Extracted records
********************

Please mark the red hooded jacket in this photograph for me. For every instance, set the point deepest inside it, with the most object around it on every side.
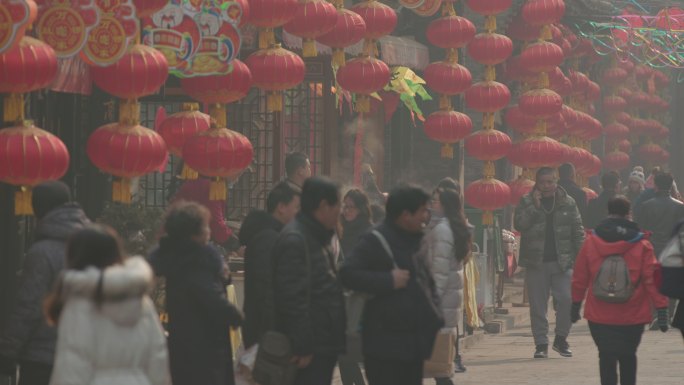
(641, 261)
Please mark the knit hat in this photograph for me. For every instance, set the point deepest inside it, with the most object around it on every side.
(48, 196)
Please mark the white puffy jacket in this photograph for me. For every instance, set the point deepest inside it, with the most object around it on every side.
(119, 342)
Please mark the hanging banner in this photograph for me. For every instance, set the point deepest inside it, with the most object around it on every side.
(15, 16)
(65, 24)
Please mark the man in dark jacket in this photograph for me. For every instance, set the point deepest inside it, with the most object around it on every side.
(258, 234)
(551, 236)
(395, 343)
(308, 298)
(597, 209)
(566, 175)
(27, 338)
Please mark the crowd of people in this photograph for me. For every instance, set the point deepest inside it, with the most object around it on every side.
(361, 280)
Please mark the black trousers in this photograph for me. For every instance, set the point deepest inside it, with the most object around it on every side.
(34, 373)
(617, 344)
(319, 371)
(393, 372)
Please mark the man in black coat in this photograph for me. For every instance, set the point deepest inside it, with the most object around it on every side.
(308, 297)
(394, 340)
(258, 234)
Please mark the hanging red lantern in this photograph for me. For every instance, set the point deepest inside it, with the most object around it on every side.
(140, 72)
(219, 153)
(540, 103)
(488, 145)
(270, 14)
(313, 18)
(30, 156)
(363, 76)
(490, 48)
(220, 89)
(349, 29)
(447, 127)
(542, 56)
(616, 161)
(275, 70)
(487, 96)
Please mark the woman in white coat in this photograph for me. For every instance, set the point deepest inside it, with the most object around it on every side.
(449, 246)
(108, 330)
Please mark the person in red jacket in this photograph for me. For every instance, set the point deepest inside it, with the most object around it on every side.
(617, 327)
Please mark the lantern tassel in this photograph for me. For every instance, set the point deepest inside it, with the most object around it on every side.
(447, 151)
(22, 201)
(218, 190)
(188, 173)
(444, 102)
(309, 48)
(339, 59)
(362, 103)
(13, 108)
(274, 101)
(121, 190)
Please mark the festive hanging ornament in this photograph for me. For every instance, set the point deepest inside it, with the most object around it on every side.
(28, 157)
(349, 29)
(447, 127)
(363, 76)
(313, 18)
(274, 70)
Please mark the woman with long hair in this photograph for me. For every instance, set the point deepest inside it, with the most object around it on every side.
(108, 330)
(200, 316)
(449, 247)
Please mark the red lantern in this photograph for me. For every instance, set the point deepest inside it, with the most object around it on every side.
(219, 153)
(543, 56)
(220, 89)
(488, 145)
(140, 72)
(314, 18)
(270, 14)
(126, 150)
(380, 19)
(488, 194)
(519, 188)
(543, 12)
(489, 7)
(30, 156)
(275, 70)
(616, 161)
(348, 30)
(447, 127)
(487, 97)
(490, 48)
(540, 103)
(363, 76)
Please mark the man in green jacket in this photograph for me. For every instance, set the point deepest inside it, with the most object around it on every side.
(551, 232)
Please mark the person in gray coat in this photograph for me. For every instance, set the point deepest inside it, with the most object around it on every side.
(449, 245)
(28, 339)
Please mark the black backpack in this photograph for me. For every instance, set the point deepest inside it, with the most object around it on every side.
(612, 283)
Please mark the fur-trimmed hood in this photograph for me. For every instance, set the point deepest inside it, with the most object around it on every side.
(123, 288)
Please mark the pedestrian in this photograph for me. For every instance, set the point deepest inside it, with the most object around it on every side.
(297, 170)
(597, 208)
(566, 174)
(617, 327)
(635, 186)
(449, 247)
(397, 334)
(551, 235)
(258, 234)
(108, 329)
(661, 213)
(308, 297)
(28, 339)
(200, 316)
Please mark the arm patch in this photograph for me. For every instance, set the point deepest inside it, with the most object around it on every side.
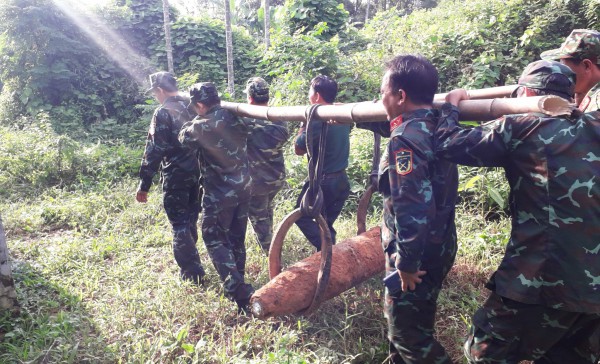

********************

(Assignment) Quote each record exactly as it stands, minus the pictures.

(Answer section)
Please mark the red hooded jacket in this photograph for me. For every instance, set the point deepest inside it, with the most object around it on every side.
(641, 261)
Please mark the knit hat in this photograph for me. For every instance, set the point deepest inside it, with the most object around it on every side.
(48, 196)
Please mark the white puffy jacket in this photograph for me. For every instance, set the point deepest inside it, with the most object around it on every side.
(119, 342)
Please mark the hanging banner in this photograph for me. For every instance, set the point deepest inside it, with the most object around it on every side.
(15, 16)
(65, 24)
Please mark the man in dark jacket in this photograph for me. For every instance, set the point deepest inside it, with the most object around it on every side.
(258, 234)
(551, 236)
(395, 343)
(308, 298)
(597, 209)
(566, 175)
(27, 338)
Please mark the crowd of people in this photograph for me. For every instance, set the point deepest inside it, with the most object around it on every side.
(361, 280)
Please mark the black trousers in this photograph for me. For every instance, set the point deepest inside it, with the most object around it on every side.
(34, 373)
(617, 344)
(319, 371)
(393, 372)
Please mark the man in black coat in this photograph for me. For every instance, set the point deepest inside it, with the most object around it on every side.
(308, 297)
(394, 340)
(258, 234)
Please mark the hanging red lantern in this photograph for me. For every instance, set the point deepest inside it, with the most object around it on every side.
(140, 72)
(219, 153)
(540, 103)
(488, 145)
(270, 14)
(313, 18)
(30, 156)
(363, 76)
(490, 48)
(220, 89)
(349, 29)
(447, 127)
(542, 56)
(616, 161)
(275, 70)
(487, 96)
Please mark the woman in white coat in this photograph for me. For every instance, set the point deepest inside it, with the most object around it on every side.
(449, 246)
(108, 330)
Please mark the person in red jacket in this photograph for me. For every instance, set the point deepest inside it, with the most object around it on every side.
(617, 327)
Please mark the lantern tassel in this photograph for me. For every instance, set the point deepest inside it, with the most object around it on every side.
(447, 151)
(22, 201)
(218, 190)
(188, 173)
(444, 102)
(309, 48)
(339, 59)
(362, 103)
(13, 108)
(274, 101)
(121, 190)
Please mark the festive hanging ornament in this photograph for me. For every instance, set the point deepest inside it, with the most object around it on every side.
(28, 157)
(349, 29)
(447, 127)
(363, 76)
(313, 18)
(274, 70)
Please mark the woman with long hair in this photograph for me. For every instance, set the point deepest inside it, with the most object around it on every side.
(108, 330)
(200, 316)
(449, 247)
Please mark the red lantern in this photograph for me. For every instance, set the point deepest inside it, with the most object around it on every side.
(219, 153)
(543, 56)
(220, 89)
(488, 145)
(140, 72)
(314, 18)
(270, 14)
(126, 150)
(380, 19)
(488, 194)
(519, 188)
(543, 12)
(489, 7)
(30, 156)
(275, 70)
(616, 161)
(348, 30)
(447, 127)
(487, 97)
(490, 48)
(540, 103)
(363, 76)
Please mark the man in green jacket in this photograph for me. For every instance, set the point deepest inside it, with the most object around it on every side.
(551, 232)
Please mark the person in gray coat in this photograph for me. For every instance, set the point deepest inside it, with the most object around it on every side.
(449, 245)
(28, 339)
Please mark the black backpack in this photograph for me. For every instance, set the point deepest inside it, with the most object around it on every side.
(612, 283)
Please mark the fur-trimmed hood in this photograph for me. For every instance, set the point deepest inside it, with the most object around it on every side.
(123, 288)
Please mark the pedestrian in this photograph for me. For every instance, set the point deepest inside it, with the most object around it on every side.
(297, 170)
(597, 208)
(566, 174)
(617, 327)
(635, 186)
(449, 247)
(397, 334)
(551, 235)
(258, 234)
(108, 329)
(661, 213)
(308, 297)
(28, 339)
(200, 316)
Please mark the arm patch in this photograph for me. For every instance, set the point deepest inside it, with the most object around it on every side.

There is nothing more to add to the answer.